Work to be completed
Give back the material below word for word, from its first line through the line with "[[217, 117]]", and stop there.

Data for processing
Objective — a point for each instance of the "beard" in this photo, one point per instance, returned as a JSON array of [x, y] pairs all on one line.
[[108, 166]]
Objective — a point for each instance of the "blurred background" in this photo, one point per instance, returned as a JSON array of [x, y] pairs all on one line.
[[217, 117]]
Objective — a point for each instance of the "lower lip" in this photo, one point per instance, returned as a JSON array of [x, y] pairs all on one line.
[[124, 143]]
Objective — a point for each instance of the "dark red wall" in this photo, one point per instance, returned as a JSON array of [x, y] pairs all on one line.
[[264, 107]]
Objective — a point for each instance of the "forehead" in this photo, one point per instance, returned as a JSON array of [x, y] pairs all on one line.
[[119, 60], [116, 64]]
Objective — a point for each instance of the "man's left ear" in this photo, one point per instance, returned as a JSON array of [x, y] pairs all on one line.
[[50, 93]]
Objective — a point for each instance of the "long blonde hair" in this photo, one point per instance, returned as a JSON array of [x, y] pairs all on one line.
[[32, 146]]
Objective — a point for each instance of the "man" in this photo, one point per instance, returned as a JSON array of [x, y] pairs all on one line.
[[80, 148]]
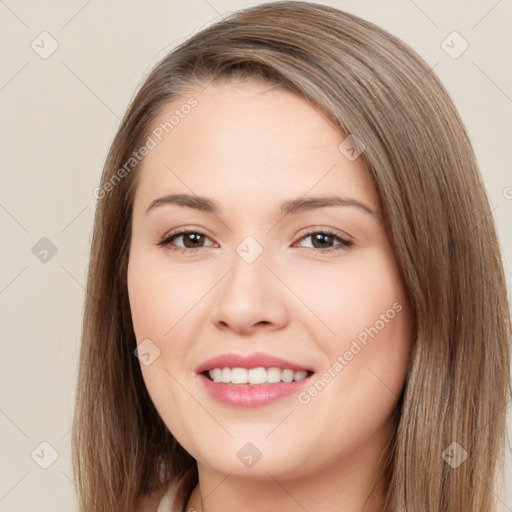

Result of this exercise
Objective — a point for each instance of the "beard" in this photo, one point per instance, returned as a JSON array of [x, y] pairs all on one line.
[[108, 166]]
Objective — a point for each instance of the "blurred background" in this photo, one point per instance, returned as a JSON array of [x, y] pairs all on one line.
[[217, 117]]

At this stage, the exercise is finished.